*** EXTRAIT RETENU ***

A partir de l’an 2020, les minerais riches seront épuisés, le coût de leur extraction et de leur raffinage montera en flèche. Pourra-t-on remplacer fer et aluminium par des matières synthétiques ? On le fait déjà, grâce à la pétrochimie. Mais la consommation actuelle de pétrole aura épuisé les gisements connus dans 70 ans. Quelles que soient les découvertes et les inventions, le coût des métaux qu’exige l’industrie augmentera vertigineusement. Les actuelles structures de production et de consommation du monde industrialisé sont condamnées. N’espérez pas vous en tirer en préconisant pour le tiers monde un genre de civilisation totalement différent du nôtre, de type essentiellement agricole. Le tiers monde n’a pas attendu vos conseils : de plus en plus il tend à s’inspirer du type de développement de la Chine. L’URSS elle-même a adopté les techniques américaines puis, en 1955, par la voix de Khrouchtchev, a pris le niveau de consommation américain pour modèle.
Quand les écologistes, avec l’équipe du M.I.T. (le rapport du club de Rome) réclament l’arrêt de la croissance industrielle et font de cet arrêt la « priorité des priorités » pour les pays riches, ils émettent en réalité une proposition dont ils ne mesurent pas la portée subversive : leur logique écologique est la négation pure et simple de la logique capitaliste du toujours plus. Qu’est-ce en effet qu’un capitalisme sans croissance où le capital cesse de s’accumuler et de s’accroître ? C’est un capitalisme en crise. Un capitalisme où l’on investit seulement pour réparer ou remplacer ce qui est usé, c’est un capitalisme qui ne fonctionne plus.

*** DONNÉES AFFICHÉES ***

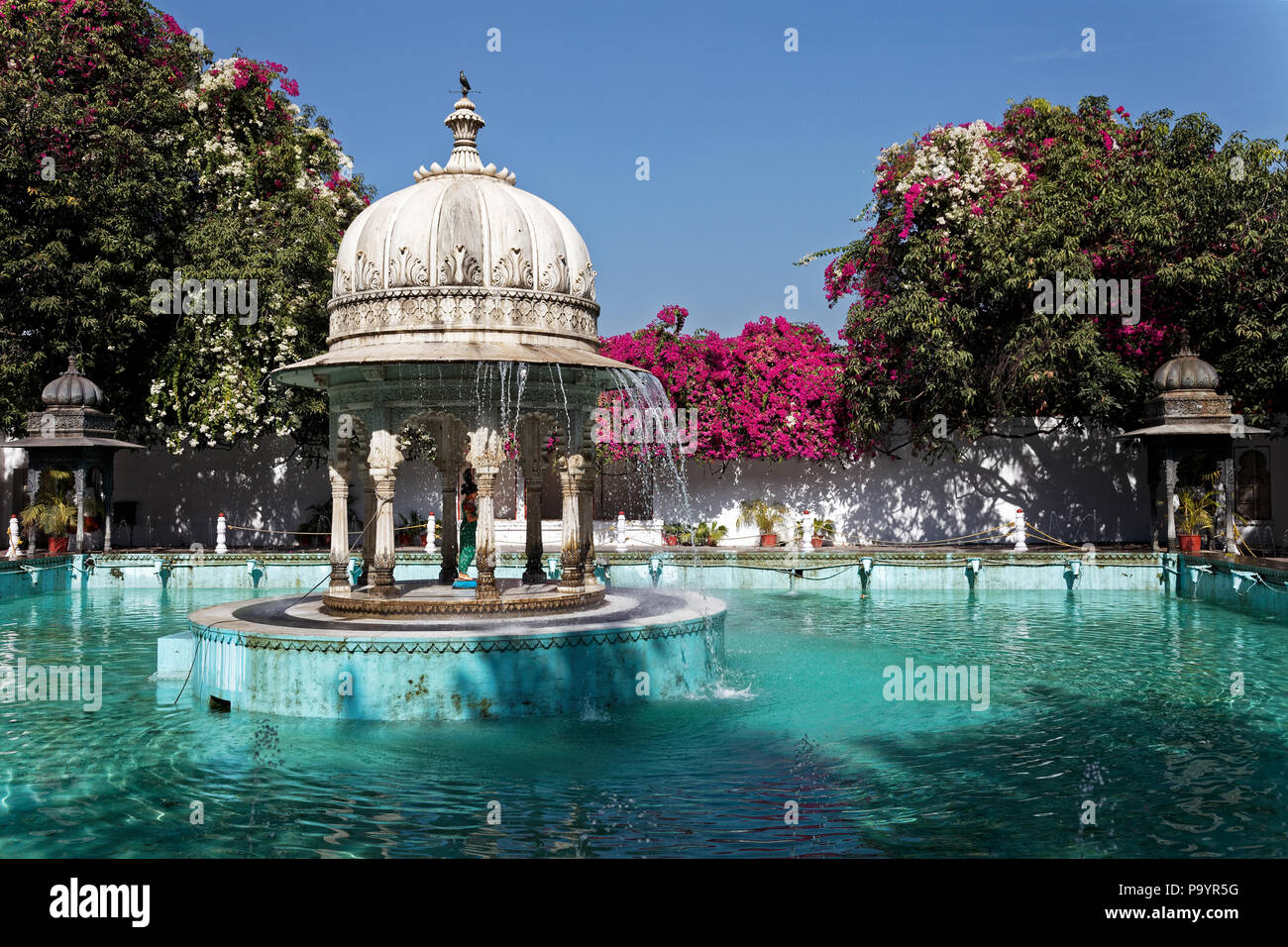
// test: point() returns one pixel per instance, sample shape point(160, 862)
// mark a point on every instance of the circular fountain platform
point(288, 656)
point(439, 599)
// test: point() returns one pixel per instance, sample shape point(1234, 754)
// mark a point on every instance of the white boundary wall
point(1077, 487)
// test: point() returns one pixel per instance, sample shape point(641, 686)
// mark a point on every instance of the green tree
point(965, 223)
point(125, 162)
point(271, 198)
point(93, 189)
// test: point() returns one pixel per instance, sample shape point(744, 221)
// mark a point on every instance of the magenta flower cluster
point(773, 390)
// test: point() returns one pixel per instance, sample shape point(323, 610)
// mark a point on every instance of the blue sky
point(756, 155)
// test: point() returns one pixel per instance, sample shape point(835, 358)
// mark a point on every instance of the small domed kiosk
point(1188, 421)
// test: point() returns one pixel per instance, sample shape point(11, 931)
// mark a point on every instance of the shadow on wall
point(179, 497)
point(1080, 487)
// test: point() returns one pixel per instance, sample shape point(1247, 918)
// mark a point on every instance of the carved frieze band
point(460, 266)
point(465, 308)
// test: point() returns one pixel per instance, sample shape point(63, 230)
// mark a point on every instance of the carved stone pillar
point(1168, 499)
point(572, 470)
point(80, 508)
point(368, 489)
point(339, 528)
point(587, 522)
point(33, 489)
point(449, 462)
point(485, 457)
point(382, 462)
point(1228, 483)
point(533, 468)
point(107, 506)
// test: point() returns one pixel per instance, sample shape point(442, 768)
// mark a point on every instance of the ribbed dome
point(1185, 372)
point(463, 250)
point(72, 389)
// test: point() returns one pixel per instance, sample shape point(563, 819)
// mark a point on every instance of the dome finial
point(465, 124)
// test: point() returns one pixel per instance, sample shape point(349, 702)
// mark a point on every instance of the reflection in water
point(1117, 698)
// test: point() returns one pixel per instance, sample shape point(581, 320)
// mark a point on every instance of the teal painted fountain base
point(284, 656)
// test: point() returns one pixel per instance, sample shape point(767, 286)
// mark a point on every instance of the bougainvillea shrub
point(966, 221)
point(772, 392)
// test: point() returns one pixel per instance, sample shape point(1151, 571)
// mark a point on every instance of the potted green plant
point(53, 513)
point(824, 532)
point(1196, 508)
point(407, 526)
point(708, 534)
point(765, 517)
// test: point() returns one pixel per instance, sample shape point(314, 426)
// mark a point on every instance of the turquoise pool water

***

* [CONSIGNE A] Selon l'extrait, dans combien d'années la consommation actuelle de pétrole aura-t-elle épuisé les gisements connus ?
* [CONSIGNE B] Réécrivez tout ce qui s'étend de « Quand les écologistes, avec » jusqu'à « ne fonctionne plus. » dans l'extrait, en remplaçant « écologistes » par « militants verts ».
Appuyez-vous uniquement sur l'extrait.

* [RÉPONSE CORRECTE A] Dans 70 ans.

* [RÉPONSE CORRECTE B]
Quand les militants verts, avec l’équipe du M.I.T. (le rapport du club de Rome) réclament l’arrêt de la croissance industrielle et font de cet arrêt la « priorité des priorités » pour les pays riches, ils émettent en réalité une proposition dont ils ne mesurent pas la portée subversive : leur logique écologique est la négation pure et simple de la logique capitaliste du toujours plus. Qu’est-ce en effet qu’un capitalisme sans croissance où le capital cesse de s’accumuler et de s’accroître ? C’est un capitalisme en crise. Un capitalisme où l’on investit seulement pour réparer ou remplacer ce qui est usé, c’est un capitalisme qui ne fonctionne plus.